A mock map of North America circulated on the Internet illustrated an expanded Canada. The lingering rump of pro-Democrat states - namely the Great Lakes area, and the east and west coasts - would be carved into a larger new country called the United States of Canada.

The rest of the continent was left alone in a new entity named, "Jesusland."

A gleeful Republican posted this response to suggestions of a liberal exodus: "Enjoy the Molson's while you wait an eternity for an imported doctor making the equivalent of minimum wage."

"They can pay high taxes for non-existent health care, non-existent military, and non-existent jobs. So go already. . . . be the first in line!" another said.

Prime Minister Paul Martin tossed his arms wide open Thursday to aspiring immigrants from the U.S. But he joked they shouldn't expect preferential treatment just because they're neighbours.

"The fact is we are a country of immigrants and we're prepared to receive immigrants from anywhere. (But) I doubt very much if refugee status is the way that I would characterize it," he said.

The growing ideological gap between the neighbouring nations was perhaps best illustrated during Tuesday's election by the unanimous rejection of same-sex marriage in 11 state referendums.

By way of comparison, Canadian gays and lesbians have acquired the legal right to marry in six provinces and the federal government supports extending that benefit nationwide.

But one prominent American gay-rights advocate says the talk about moving to Canada is just that - talk.

"I don't think you're seeing people do it. It is certainly an expression of frustration you hear more often these days," said Evan Wolfson of Freedom to Marry.

"It's people saying, 'Canada is on the right track. We're on the wrong track.' "

The number of U.S. immigrants to Canada has slowly dwindled to about 5,000 per year from a high of around 23,000 annually during the Vietnam war.

One Montreal immigration lawyer said he remains skeptical of a new influx even though his office has received several e-mail inquiries from Americans this week.

"I think at this stage it's just a backlash and a reaction by certain very fervent Democrats," said Colin Singer.

"My sense is there're more hype than there will actually be applications."

- **Listing**
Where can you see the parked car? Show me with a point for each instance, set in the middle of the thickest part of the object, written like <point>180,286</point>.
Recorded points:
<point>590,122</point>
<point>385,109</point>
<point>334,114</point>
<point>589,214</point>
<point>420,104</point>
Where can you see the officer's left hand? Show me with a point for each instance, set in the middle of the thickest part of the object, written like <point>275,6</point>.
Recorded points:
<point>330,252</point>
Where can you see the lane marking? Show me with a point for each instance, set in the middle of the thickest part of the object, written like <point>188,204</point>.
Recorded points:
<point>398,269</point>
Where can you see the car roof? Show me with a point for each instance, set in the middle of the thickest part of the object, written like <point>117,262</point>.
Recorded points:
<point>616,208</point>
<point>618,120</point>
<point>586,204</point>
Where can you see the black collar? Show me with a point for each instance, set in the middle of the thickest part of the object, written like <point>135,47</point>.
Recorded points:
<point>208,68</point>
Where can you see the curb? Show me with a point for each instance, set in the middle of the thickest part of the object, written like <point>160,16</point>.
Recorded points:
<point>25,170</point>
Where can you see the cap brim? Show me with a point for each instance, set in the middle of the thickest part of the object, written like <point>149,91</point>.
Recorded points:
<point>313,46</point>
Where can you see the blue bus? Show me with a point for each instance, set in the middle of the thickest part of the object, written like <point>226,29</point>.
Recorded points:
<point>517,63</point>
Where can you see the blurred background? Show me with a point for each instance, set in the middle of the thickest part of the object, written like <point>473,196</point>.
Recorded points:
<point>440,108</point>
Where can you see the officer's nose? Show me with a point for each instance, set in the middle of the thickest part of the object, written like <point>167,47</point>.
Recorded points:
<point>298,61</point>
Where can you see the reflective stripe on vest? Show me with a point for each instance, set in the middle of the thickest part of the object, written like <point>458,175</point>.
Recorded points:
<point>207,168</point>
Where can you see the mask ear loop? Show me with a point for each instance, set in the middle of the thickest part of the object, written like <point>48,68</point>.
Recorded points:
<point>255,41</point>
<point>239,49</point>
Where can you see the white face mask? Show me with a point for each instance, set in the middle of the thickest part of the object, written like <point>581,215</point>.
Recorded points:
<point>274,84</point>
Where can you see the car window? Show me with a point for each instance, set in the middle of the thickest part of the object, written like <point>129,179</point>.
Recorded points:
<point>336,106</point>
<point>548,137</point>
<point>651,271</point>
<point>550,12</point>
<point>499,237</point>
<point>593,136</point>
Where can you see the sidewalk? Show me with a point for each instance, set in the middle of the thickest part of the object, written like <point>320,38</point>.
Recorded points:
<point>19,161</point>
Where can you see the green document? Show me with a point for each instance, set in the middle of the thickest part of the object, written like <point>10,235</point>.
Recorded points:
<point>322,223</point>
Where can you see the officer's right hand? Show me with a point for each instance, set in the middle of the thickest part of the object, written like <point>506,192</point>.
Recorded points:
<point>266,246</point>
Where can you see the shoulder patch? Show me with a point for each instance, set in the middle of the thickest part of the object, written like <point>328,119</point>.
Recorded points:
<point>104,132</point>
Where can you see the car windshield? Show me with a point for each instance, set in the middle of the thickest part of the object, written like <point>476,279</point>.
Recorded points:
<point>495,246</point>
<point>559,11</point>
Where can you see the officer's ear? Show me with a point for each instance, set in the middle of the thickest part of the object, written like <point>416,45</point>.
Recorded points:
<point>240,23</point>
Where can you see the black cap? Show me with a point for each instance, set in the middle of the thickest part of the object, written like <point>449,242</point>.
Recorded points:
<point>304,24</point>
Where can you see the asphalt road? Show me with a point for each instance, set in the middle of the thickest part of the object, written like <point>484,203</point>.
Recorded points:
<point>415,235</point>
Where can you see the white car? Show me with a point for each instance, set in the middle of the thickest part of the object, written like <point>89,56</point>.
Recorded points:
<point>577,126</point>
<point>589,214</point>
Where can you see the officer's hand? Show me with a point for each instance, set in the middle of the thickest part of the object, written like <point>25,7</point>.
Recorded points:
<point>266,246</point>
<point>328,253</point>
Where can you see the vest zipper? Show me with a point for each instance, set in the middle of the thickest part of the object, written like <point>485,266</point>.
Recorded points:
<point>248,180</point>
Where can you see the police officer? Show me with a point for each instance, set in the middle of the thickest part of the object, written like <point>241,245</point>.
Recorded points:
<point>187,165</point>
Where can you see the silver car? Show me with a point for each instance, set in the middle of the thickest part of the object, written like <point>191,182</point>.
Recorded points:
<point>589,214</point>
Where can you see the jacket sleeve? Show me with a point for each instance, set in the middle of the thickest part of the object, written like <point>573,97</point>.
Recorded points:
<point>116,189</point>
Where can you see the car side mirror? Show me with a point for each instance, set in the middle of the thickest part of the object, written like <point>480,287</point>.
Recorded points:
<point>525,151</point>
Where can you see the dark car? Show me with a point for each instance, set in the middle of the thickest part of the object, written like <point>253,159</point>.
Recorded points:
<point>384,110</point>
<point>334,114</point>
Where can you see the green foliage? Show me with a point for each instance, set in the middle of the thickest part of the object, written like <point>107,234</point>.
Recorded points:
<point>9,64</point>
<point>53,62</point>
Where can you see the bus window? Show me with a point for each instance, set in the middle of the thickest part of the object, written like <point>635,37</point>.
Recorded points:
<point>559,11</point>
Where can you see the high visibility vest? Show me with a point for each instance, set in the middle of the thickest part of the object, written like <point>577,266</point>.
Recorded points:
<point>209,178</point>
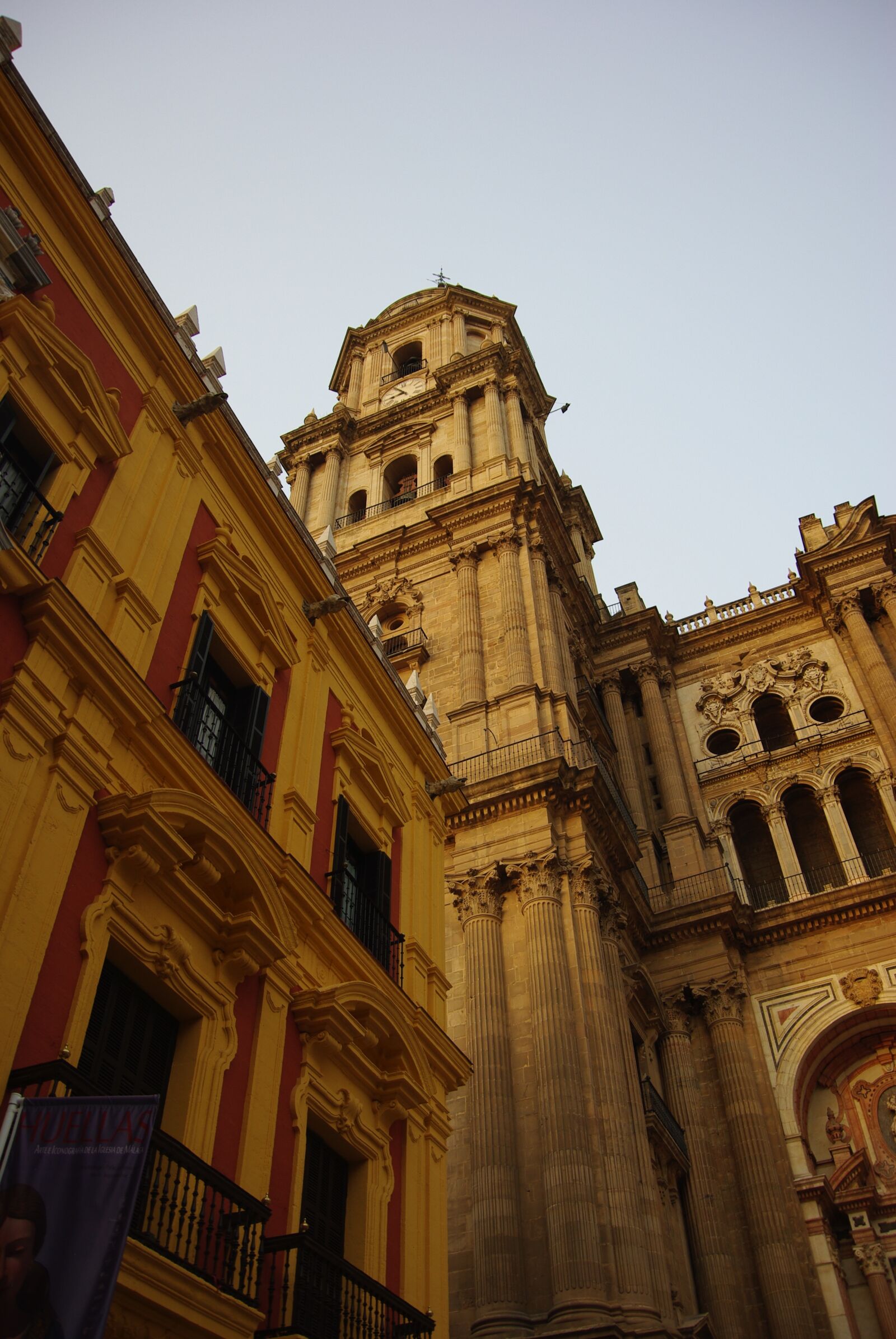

- **What to work on**
1 - Write out the passage from the news excerpt on Americans moving to Canada, starting with "The growing ideological" and going on through "the Vietnam war.".
2 - Using the news excerpt on Americans moving to Canada, decide whether each statement agrees with it, answering yes or no and quoting the words that decide it: (a) same-sex marriage was rejected in 11 state referendums; (b) U.S. immigration to Canada peaked at about 5,000 people per year during the Vietnam war; (c) the Montreal immigration lawyer's office received no inquiries from Americans that week.

- **Exercise responses**
1 -
The growing ideological gap between the neighbouring nations was perhaps best illustrated during Tuesday's election by the unanimous rejection of same-sex marriage in 11 state referendums.

By way of comparison, Canadian gays and lesbians have acquired the legal right to marry in six provinces and the federal government supports extending that benefit nationwide.

But one prominent American gay-rights advocate says the talk about moving to Canada is just that - talk.

"I don't think you're seeing people do it. It is certainly an expression of frustration you hear more often these days," said Evan Wolfson of Freedom to Marry.

"It's people saying, 'Canada is on the right track. We're on the wrong track.' "

The number of U.S. immigrants to Canada has slowly dwindled to about 5,000 per year from a high of around 23,000 annually during the Vietnam war.

2 -
(a) Yes: "the unanimous rejection of same-sex marriage in 11 state referendums."
(b) No: "from a high of around 23,000 annually during the Vietnam war."
(c) No: "his office has received several e-mail inquiries from Americans this week."